▸ **What you have to do**:
With all images omitted, write out the records word for word.
(Material supplied Opens)
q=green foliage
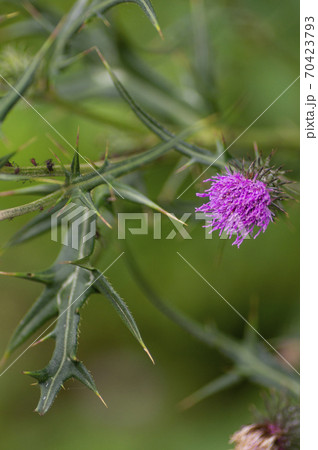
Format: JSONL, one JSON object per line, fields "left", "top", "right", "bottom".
{"left": 0, "top": 0, "right": 299, "bottom": 420}
{"left": 22, "top": 195, "right": 99, "bottom": 415}
{"left": 0, "top": 0, "right": 166, "bottom": 413}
(Material supplied Closes)
▸ **Result for this task**:
q=green foliage
Format: JSONL, one JSON object per line, fields "left", "top", "right", "bottom".
{"left": 0, "top": 0, "right": 299, "bottom": 420}
{"left": 22, "top": 195, "right": 99, "bottom": 415}
{"left": 0, "top": 0, "right": 166, "bottom": 413}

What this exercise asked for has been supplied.